# PAGE EXCERPT
Kaposi’s sarcoma-associated herpesvirus (KSHV), or human herpes virus 8 (HHV8), is a ?2 lymphotropic herpesvirus and is the etiological agent of Kaposi’s sarcoma (KS), primary effusion B-cell lymphoma (PEL), and the multicentric Castleman’s disease (MCD). KSHV malignancies are associated with immune suppression, such as in AIDS or organ transplantation patients, and with certain African and Mediterranean populations.

In an effort to identify host factors involved in the establishment of KSHV infection, we focused on the nuclear factor E2-related factor 2 (Nrf2) a member of the Cap’n’Collar basic leucine zipper (bZIP) family of transcription factors. Nrf2 is induced by ROS, and has been shown to play an important role for infection by several viruses. Moreover, Nrf2 activation leads to the expression of a cohort of genes involved in apoptosis, angoigensis, metastasis, drug resistance, and the proliferative pentose pyrophosphate pathway (PPP) enzymes. Interestingly, several of these pathways are upregulated during KSHV infection through unknown mechanisms. Because KSHV infection, like other viruses that activate Nrf2, induces ROS, a powerful activator of Nrf2, we hypothesized that KSHV infection of target cells activates Nrf2 in order to induce Nrf2 target genes and create a microenvironment conducive to infection and tumorigenesis. To this end, we utilized cellular models to assess Nrf2 activity during de novo and latent KSHV infection, the mechanism of its activation, and its role in host and virus biology.

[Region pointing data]
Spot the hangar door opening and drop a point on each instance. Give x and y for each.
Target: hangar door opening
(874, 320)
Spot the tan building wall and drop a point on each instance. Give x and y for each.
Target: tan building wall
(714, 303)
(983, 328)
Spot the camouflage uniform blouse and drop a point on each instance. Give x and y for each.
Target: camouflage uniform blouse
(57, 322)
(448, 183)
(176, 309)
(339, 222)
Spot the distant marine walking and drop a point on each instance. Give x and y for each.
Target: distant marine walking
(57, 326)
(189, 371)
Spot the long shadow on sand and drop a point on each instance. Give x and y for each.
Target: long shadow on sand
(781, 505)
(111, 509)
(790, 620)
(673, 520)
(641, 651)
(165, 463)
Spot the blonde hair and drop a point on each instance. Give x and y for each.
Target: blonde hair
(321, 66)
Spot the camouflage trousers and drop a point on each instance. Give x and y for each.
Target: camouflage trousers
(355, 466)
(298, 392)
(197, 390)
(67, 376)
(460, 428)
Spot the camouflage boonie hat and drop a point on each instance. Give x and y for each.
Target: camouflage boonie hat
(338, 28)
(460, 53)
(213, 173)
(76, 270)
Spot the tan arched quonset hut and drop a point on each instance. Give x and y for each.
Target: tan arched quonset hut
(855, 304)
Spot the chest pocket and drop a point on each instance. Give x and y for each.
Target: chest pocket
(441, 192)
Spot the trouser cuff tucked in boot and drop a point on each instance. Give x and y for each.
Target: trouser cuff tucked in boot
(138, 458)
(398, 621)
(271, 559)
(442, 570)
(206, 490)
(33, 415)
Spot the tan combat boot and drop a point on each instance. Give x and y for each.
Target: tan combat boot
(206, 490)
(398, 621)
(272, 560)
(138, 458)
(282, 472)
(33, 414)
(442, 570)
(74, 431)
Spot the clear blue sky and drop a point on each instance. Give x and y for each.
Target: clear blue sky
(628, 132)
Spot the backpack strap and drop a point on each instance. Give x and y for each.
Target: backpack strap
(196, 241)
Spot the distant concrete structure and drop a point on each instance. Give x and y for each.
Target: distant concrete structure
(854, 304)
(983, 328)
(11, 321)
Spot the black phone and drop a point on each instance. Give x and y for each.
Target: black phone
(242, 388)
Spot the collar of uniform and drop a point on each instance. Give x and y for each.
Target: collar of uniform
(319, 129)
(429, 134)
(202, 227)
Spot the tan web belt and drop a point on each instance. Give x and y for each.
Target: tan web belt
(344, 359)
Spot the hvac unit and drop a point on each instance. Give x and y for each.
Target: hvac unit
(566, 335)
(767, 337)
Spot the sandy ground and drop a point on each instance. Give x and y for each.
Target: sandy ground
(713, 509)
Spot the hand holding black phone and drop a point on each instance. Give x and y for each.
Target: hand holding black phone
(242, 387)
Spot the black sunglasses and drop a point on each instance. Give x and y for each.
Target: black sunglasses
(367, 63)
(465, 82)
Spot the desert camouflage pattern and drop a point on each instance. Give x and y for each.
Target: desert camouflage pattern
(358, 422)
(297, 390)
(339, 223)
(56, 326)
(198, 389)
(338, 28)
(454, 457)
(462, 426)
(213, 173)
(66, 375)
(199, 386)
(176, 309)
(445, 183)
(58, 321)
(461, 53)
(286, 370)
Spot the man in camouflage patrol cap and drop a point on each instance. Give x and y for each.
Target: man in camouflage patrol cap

# TASKS
a - From the passage about KSHV and Nrf2, return the stretch that starts with the words containing "Kaposi’s sarcoma-associated herpesvirus" and ends with "and Mediterranean populations.".
b - Which diseases does the passage about KSHV and Nrf2 name as having KSHV as their etiological agent?
Rely only on the passage about KSHV and Nrf2.

# RESPONSES TO THE TASKS
a -
Kaposi’s sarcoma-associated herpesvirus (KSHV), or human herpes virus 8 (HHV8), is a ?2 lymphotropic herpesvirus and is the etiological agent of Kaposi’s sarcoma (KS), primary effusion B-cell lymphoma (PEL), and the multicentric Castleman’s disease (MCD). KSHV malignancies are associated with immune suppression, such as in AIDS or organ transplantation patients, and with certain African and Mediterranean populations.

b -
Kaposi’s sarcoma (KS)
primary effusion B-cell lymphoma (PEL)
multicentric Castleman’s disease (MCD)